→ **Supplied material**
--- Start ---

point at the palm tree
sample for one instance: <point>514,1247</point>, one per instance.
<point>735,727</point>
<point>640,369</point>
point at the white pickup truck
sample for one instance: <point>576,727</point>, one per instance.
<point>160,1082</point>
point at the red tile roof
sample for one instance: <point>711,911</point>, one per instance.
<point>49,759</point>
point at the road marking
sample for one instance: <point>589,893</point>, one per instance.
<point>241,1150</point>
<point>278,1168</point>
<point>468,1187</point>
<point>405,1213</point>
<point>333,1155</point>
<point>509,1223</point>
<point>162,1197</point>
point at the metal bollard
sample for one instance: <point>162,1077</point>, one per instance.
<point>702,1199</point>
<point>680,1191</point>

--- End ---

→ **Exercise aim**
Rewrite every line of the data above, changing "one per instance" to "one for each instance" and keeping everything else the same.

→ **Answer to the exercise**
point at the palm tree
sample for one instance: <point>514,1247</point>, one for each instance.
<point>735,727</point>
<point>640,369</point>
point at the white pickup truck
sample for one instance: <point>576,727</point>, one for each instance.
<point>160,1082</point>
point at the red tile roof
sample for one instance: <point>711,911</point>, one for each instance.
<point>49,759</point>
point at the road marking
sample for one instance: <point>589,893</point>, one for each instance.
<point>241,1150</point>
<point>278,1168</point>
<point>468,1187</point>
<point>405,1213</point>
<point>333,1155</point>
<point>509,1223</point>
<point>162,1197</point>
point at the metal bollard
sample for one instance: <point>162,1077</point>, one for each instance.
<point>702,1199</point>
<point>680,1191</point>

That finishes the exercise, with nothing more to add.